Please transcribe the emerging markets outlook below in full, word for word.

## SELECTED EXCERPT
====

Global Macro Outlook for Emerging Markets

Emerging market economies and assets are sensitive to global U.S. dollar liquidity, the global economic cycle and the fluctuations of investor appetite for risk. The past decade has been one of relative strength for the U.S. economy in an environment of declining global growth. Relatively high returns on capital in the U.S. on both risk-free assets and stocks have sucked in capital from around the world and caused a prolonged cycle of appreciation of the U.S. dollar. These circumstances have been negative for emerging market asset prices and caused a decade of poor performance for stocks. Periodically, it behooves us to evaluate market conditions to ascertain whether circumstances are changing, and we do this by following a simple framework which considers:  Global U.S. dollar liquidity; currency trends; commodity prices; and risk aversion.

Global U.S. Dollar Liquidity

The chart below shows a measure of global U.S. dollar liquidity based on the evolution of  the combined values of (1) global central bank dollar reserves and (2) the U.S. M2 monetary base, data provided weekly by the U.S. Fed. The second chart shows separately global central bank reserves.  We can see from these charts the extraordinary nature of the times we are in.  The unprecedented increase in USD liquidity has been driven exclusively by massive money printing by the Federal Reserve, and this liquidity is finding its way into markets through fiscal spending and mandatory lending programs. This is in sharp contrast to the 2008-2009 (GFC) crisis when most of the increase in global dollar liquidity was caused by China’s infrastructure stimulus, which boosted commodity prices and underpinned international trade. In the current situation, international reserves have seen only a slight increase, but only because of some $700 billion in emergency swap lines provided to U.S. allies by the U.S. Fed.

====

(Records from a collection)
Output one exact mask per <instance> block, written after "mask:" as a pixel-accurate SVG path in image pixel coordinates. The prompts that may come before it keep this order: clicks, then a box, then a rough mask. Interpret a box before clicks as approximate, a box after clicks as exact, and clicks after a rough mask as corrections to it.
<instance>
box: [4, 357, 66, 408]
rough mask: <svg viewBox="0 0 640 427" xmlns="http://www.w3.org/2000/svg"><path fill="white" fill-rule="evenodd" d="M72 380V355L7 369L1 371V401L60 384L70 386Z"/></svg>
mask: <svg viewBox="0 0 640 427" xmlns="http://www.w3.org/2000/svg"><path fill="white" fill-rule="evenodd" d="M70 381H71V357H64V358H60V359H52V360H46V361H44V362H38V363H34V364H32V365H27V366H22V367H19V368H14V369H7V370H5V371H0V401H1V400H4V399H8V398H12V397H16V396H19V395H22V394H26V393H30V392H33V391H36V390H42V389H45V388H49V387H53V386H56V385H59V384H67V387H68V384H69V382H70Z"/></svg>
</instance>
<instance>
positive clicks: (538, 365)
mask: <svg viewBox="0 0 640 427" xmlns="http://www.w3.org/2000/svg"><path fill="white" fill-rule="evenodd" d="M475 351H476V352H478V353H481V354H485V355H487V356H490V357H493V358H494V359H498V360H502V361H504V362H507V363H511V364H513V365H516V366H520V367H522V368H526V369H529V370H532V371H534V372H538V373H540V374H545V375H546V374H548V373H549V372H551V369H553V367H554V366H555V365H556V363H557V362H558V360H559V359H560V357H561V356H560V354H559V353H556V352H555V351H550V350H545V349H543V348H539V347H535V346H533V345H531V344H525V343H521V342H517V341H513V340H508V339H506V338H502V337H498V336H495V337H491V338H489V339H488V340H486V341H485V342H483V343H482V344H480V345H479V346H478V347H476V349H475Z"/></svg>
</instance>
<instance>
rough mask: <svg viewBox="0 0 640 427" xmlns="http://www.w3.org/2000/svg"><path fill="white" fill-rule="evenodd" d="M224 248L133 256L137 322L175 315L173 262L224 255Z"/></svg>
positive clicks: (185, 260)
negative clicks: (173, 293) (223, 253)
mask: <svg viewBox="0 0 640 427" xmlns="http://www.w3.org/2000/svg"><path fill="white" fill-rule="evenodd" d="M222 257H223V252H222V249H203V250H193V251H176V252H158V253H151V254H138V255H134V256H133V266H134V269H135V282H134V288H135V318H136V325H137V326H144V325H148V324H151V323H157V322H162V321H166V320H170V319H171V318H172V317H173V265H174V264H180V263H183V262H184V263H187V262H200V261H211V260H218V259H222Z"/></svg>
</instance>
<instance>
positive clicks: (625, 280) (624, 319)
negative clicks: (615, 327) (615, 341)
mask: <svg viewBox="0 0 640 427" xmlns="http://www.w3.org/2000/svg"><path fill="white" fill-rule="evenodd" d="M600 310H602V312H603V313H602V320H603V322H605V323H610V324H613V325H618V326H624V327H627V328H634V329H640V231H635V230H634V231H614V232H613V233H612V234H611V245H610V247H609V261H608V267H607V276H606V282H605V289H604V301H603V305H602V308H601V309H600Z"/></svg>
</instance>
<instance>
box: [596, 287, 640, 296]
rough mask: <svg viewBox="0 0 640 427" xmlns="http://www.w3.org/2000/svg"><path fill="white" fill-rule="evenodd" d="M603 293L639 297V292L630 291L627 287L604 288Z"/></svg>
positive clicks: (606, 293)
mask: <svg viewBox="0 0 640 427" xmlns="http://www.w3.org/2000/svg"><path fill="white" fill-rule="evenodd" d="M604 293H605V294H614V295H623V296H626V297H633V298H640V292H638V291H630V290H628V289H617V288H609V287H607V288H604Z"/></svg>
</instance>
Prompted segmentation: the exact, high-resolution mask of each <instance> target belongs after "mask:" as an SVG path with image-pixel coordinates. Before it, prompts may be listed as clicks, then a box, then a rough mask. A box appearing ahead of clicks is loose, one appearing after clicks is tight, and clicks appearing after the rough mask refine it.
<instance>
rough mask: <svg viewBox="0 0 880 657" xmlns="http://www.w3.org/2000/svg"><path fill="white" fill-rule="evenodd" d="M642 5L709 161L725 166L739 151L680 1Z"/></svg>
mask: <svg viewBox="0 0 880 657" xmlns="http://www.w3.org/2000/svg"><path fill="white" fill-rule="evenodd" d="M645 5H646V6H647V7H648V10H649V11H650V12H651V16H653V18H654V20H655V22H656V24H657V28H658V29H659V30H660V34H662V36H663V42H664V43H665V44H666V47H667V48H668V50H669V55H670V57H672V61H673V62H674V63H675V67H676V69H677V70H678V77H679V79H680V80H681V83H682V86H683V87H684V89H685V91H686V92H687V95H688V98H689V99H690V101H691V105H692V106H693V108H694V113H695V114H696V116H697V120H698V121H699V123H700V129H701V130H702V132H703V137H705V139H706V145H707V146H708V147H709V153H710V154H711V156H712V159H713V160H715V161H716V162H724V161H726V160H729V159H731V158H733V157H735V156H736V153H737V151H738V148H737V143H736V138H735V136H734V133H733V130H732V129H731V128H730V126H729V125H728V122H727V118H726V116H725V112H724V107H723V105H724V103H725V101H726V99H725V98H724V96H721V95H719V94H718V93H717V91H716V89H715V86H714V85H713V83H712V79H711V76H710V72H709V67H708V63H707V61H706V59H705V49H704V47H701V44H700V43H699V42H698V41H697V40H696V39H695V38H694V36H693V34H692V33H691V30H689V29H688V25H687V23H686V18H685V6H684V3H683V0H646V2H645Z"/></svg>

====

## ANSWER TO THIS TASK
Global Macro Outlook for Emerging Markets

Emerging market economies and assets are sensitive to global U.S. dollar liquidity, the global economic cycle and the fluctuations of investor appetite for risk. The past decade has been one of relative strength for the U.S. economy in an environment of declining global growth. Relatively high returns on capital in the U.S. on both risk-free assets and stocks have sucked in capital from around the world and caused a prolonged cycle of appreciation of the U.S. dollar. These circumstances have been negative for emerging market asset prices and caused a decade of poor performance for stocks. Periodically, it behooves us to evaluate market conditions to ascertain whether circumstances are changing, and we do this by following a simple framework which considers:  Global U.S. dollar liquidity; currency trends; commodity prices; and risk aversion.

Global U.S. Dollar Liquidity

The chart below shows a measure of global U.S. dollar liquidity based on the evolution of  the combined values of (1) global central bank dollar reserves and (2) the U.S. M2 monetary base, data provided weekly by the U.S. Fed. The second chart shows separately global central bank reserves.  We can see from these charts the extraordinary nature of the times we are in.  The unprecedented increase in USD liquidity has been driven exclusively by massive money printing by the Federal Reserve, and this liquidity is finding its way into markets through fiscal spending and mandatory lending programs. This is in sharp contrast to the 2008-2009 (GFC) crisis when most of the increase in global dollar liquidity was caused by China’s infrastructure stimulus, which boosted commodity prices and underpinned international trade. In the current situation, international reserves have seen only a slight increase, but only because of some $700 billion in emergency swap lines provided to U.S. allies by the U.S. Fed.